* Task: Which lines run from the one containing "the black leash" to the end of the listing below? Write them out exactly, both ends included, with nothing else.

--*--

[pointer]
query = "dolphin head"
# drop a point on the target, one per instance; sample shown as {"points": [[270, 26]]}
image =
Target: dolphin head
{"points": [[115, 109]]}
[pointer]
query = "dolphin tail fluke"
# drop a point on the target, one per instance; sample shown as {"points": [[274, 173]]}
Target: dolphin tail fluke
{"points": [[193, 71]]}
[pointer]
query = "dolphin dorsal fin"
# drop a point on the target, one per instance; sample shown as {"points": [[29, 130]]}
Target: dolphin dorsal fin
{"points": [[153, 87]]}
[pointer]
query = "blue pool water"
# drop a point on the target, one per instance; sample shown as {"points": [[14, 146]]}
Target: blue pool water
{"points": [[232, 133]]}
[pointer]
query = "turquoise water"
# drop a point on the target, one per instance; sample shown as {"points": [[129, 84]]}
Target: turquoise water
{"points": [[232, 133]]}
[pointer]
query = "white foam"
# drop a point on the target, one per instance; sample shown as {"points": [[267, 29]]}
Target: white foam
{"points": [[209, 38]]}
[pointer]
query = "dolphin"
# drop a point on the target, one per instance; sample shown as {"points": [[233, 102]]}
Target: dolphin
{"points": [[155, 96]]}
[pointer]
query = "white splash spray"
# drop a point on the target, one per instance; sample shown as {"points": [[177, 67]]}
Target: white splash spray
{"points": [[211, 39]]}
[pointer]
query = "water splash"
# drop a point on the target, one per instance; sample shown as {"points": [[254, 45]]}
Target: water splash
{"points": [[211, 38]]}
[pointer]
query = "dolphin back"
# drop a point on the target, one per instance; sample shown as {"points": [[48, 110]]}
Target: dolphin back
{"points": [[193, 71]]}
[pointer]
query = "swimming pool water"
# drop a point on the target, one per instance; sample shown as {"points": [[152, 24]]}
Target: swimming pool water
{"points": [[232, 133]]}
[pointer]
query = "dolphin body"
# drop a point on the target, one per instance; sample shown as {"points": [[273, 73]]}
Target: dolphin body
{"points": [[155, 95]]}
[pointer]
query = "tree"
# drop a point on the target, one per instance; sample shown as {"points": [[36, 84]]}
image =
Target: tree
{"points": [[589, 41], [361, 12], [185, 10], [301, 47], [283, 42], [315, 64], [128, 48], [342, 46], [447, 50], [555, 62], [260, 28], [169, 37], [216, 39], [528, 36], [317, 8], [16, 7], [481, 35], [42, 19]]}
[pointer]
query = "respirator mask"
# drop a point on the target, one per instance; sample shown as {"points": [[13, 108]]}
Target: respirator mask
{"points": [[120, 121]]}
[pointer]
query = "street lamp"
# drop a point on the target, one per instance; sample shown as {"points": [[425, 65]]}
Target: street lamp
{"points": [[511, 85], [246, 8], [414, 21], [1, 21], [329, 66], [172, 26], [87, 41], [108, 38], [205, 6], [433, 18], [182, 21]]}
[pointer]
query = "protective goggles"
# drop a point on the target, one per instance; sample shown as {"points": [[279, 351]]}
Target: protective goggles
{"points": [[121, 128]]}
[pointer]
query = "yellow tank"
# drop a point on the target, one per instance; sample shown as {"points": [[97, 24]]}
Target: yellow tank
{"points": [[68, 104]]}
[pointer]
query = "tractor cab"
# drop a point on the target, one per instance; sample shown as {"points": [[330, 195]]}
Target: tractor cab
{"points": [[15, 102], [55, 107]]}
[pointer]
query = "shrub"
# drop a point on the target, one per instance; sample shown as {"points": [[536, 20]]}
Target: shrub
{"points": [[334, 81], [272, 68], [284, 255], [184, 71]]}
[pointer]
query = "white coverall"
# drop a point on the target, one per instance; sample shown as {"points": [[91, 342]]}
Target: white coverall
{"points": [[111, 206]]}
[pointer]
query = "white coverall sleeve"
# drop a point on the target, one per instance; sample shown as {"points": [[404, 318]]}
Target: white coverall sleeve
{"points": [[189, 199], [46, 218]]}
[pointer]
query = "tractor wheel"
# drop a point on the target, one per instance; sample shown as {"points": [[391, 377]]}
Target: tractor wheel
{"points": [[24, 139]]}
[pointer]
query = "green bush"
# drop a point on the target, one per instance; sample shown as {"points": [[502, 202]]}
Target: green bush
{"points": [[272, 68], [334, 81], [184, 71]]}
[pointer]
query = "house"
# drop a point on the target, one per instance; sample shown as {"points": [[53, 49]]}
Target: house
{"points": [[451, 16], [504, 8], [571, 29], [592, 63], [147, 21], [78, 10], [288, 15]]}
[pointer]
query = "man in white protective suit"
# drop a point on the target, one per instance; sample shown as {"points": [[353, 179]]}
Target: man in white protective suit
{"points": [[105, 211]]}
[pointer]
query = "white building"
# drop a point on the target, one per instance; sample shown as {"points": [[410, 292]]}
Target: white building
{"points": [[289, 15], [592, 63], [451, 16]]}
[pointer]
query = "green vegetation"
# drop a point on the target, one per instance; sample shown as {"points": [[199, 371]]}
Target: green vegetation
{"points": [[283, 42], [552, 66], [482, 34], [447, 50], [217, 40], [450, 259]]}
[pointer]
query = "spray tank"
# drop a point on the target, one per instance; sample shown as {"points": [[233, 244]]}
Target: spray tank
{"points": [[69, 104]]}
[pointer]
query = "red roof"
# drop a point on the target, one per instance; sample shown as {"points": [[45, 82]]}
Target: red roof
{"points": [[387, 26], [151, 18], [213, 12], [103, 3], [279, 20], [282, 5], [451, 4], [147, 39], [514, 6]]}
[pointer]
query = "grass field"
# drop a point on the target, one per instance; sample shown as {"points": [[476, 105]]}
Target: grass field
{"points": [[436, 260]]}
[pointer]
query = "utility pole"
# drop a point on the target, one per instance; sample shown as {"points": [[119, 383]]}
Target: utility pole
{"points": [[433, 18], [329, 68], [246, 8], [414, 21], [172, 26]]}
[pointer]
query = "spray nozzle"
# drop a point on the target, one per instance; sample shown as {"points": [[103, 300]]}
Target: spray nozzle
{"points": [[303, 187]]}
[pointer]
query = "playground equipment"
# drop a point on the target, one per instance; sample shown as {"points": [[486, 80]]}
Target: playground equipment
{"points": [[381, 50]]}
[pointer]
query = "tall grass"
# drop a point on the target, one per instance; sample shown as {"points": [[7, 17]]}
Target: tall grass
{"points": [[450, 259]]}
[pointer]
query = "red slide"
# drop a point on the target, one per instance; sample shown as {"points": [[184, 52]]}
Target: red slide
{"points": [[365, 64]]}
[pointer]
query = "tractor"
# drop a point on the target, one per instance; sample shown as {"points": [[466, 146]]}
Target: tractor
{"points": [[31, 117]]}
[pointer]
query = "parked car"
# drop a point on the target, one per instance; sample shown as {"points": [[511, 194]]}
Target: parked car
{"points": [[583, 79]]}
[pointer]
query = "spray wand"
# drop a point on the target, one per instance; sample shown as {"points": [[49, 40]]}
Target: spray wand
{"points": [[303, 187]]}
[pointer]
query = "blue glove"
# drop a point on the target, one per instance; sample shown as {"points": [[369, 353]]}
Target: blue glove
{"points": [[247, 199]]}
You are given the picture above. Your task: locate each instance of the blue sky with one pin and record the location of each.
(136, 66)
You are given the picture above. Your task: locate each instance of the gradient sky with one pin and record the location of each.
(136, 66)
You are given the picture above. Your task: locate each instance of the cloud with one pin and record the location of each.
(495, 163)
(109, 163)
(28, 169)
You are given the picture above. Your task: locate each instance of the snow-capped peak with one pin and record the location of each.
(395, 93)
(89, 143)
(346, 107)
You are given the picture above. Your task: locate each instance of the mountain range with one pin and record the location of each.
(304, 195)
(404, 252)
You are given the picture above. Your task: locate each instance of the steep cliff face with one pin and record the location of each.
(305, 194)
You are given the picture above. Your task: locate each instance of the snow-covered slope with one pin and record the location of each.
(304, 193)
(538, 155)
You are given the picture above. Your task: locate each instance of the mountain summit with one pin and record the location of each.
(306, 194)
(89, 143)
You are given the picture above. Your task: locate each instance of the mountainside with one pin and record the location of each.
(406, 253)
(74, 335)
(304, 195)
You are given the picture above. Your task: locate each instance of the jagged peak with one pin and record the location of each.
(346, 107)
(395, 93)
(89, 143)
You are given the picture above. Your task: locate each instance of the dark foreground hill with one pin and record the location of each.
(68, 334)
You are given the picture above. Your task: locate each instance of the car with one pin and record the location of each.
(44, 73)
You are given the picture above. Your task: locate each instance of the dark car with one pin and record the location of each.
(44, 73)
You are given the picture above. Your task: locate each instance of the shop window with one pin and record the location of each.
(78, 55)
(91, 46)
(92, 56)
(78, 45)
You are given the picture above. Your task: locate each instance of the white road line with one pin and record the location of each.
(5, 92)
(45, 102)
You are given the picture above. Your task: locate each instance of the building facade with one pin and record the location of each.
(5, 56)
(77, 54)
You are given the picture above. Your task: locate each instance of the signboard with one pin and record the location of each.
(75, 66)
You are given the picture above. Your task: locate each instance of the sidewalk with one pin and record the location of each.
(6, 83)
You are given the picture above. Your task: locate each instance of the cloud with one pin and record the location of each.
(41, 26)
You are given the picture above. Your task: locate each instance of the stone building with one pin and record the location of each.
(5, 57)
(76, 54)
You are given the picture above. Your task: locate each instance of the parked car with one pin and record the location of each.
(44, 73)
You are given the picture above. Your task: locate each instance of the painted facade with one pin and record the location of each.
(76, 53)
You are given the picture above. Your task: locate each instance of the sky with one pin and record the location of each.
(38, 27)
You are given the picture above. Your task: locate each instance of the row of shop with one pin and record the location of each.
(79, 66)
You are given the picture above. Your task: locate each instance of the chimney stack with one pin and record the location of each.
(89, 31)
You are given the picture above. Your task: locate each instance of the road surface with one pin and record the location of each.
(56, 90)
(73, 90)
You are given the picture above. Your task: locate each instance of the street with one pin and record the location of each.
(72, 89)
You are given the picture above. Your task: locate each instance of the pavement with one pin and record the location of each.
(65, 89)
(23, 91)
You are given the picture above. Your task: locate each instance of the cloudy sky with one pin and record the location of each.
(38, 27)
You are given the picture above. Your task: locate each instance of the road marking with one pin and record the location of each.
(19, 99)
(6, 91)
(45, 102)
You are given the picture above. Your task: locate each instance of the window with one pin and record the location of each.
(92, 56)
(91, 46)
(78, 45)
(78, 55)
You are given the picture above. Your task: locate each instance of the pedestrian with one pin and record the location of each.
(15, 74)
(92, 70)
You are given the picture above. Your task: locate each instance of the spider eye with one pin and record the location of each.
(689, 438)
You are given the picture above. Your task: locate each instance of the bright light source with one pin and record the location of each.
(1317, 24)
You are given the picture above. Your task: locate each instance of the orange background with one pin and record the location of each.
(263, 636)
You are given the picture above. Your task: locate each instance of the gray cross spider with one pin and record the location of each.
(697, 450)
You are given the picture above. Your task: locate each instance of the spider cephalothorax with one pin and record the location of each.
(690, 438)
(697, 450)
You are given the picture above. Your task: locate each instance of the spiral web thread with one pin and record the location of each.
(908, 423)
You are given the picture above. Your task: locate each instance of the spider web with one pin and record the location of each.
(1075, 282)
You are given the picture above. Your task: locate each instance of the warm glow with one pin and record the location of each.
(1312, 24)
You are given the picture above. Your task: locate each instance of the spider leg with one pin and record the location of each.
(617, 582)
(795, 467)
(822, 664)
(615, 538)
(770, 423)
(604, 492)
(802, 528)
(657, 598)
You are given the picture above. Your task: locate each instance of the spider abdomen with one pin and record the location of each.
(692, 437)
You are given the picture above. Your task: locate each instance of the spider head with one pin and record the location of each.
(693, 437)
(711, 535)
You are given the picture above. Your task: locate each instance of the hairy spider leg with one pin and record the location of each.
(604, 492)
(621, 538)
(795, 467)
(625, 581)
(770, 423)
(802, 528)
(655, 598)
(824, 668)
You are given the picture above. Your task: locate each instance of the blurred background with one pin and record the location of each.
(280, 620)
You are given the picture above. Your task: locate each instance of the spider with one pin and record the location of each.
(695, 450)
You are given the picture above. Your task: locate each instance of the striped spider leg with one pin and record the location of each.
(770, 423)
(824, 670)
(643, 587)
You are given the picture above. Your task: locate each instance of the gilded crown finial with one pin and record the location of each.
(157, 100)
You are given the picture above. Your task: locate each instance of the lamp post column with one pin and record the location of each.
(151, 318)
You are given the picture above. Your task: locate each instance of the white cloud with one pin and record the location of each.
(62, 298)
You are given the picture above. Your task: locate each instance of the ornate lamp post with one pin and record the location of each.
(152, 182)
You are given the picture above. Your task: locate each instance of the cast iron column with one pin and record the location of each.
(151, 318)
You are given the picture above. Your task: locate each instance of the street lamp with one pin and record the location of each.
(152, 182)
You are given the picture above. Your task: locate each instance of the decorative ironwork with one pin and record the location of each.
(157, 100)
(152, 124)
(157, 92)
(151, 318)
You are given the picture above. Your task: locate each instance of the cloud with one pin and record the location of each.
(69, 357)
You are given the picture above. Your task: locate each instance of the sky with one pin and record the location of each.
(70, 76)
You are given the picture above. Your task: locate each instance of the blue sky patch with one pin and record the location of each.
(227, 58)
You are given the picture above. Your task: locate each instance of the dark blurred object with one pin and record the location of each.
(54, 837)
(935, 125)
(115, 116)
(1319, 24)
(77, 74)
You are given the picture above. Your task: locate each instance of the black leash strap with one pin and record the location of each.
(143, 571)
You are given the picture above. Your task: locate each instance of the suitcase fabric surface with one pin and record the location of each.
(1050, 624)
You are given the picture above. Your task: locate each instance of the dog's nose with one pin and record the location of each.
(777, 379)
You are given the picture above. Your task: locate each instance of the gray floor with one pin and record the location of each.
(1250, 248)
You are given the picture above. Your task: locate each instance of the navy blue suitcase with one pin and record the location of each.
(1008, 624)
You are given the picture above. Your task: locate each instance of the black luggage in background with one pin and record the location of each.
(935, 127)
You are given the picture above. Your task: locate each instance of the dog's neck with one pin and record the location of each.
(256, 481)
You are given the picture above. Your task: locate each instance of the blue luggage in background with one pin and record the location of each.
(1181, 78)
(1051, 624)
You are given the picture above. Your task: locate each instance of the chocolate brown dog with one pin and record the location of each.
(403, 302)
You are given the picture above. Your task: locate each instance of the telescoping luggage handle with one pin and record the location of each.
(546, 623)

--*--

* Solution for this problem:
You are given the picture above. Your task: locate each instance of the black leash strap with one pin and record the location of each.
(143, 571)
You are given the picture above. Your task: locate each instance of the suitcase fabric surface with one pin and record the location of each.
(1050, 624)
You are given the picture above. Your task: locate each instance of the dog's nose with one pin and record the location of each.
(777, 379)
You are given the picture above. Your task: locate each instance of the gray floor with one pin and record the location of each.
(1250, 248)
You are given the picture above. Your task: locate each instance of the navy blue suitcase with one pin and record the location of each.
(1008, 624)
You are given the picture above. Your task: locate each instance of the black luggage in background with one pin and record the location of each.
(935, 127)
You are given the picture above. Your task: locate each instance of the dog's neck with one pin and record the location of each.
(256, 481)
You are given the picture above. Your task: locate each instance of the blue luggage in background with one pin and record the location of each.
(1181, 78)
(1051, 624)
You are given the picture above. Your task: locate each instance of the chocolate brown dog with one pin and record the location of each.
(403, 302)
You are given the picture above. Your task: locate each instance of the telescoping luggage handle with one pin and record the location of each.
(546, 623)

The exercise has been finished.